**TEXT SEGMENT**
-*-

Wiki about appropriate technology

Appropedia is a wiki-based website that contains content relating to sustainability, poverty, environmental degradation, and international development.

== Purpose ==
Appropedia can be used to help people who lack in financial stability and are looking for an alternative source to advance their financial expertise as well as environmental sustainability.

== Nomenclature ==
Appro means "Appropriate Technology". Despite "pedia" in the title, the site is not an encyclopedia, but a collection of various types of content, including original research.

== History ==
Appropedia was founded in 2006 and registered it as a not for profit in California.

== Site organization ==
The website is organized into portals that are groups of articles arranged by topics. Topics include construction, energy, food & agriculture, health, and water. Like other wiki based websites, the content can be navigated in multiple ways, using tags to indicate themes.

Content is made under the Creative Commons Attribution-Share Alike 3.0 license.

-*-

(Dataset entries)

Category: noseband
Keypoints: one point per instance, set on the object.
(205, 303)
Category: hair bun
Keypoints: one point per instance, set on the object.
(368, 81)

-*-

**TASKS TO COMPLETE**
1. From the Appropedia article, quote the passage between "Appropedia is a" and "as environmental sustainability.", inclusive.
2. Under what license is content on Appropedia made, according to the Appropedia article?
3. Proceed with the Appropedia article, picking up after its final sentence.

**ANSWERS PROVIDED**
1.
Appropedia is a wiki-based website that contains content relating to sustainability, poverty, environmental degradation, and international development.

== Purpose ==
Appropedia can be used to help people who lack in financial stability and are looking for an alternative source to advance their financial expertise as well as environmental sustainability.

2. The Creative Commons Attribution-Share Alike 3.0 license.

3.
=== Comparison with Wikipedia ===

The rules for content acceptance and editing on Appropedia vary from Wikipedia due to having different goals. For example:

- While Wikipedia requires verifiability, Appropedia prefers verifiability but does not demand it.
- While Wikipedia prohibits original research, Appropedia encourages it.
- While Wikipedia requires a neutral point of view, Appropedia encourages a neutral point of view, but notably the content tends to be uploaded by people with affiliations to the topic.

== Notable uses ==
An Ontario man, Aren Page, used Appropedia to help him design an off-grid residential vehicle.

Michigan Technological University faculty Joshua Pearce used Appropedia to share hundreds of designs for cost saving.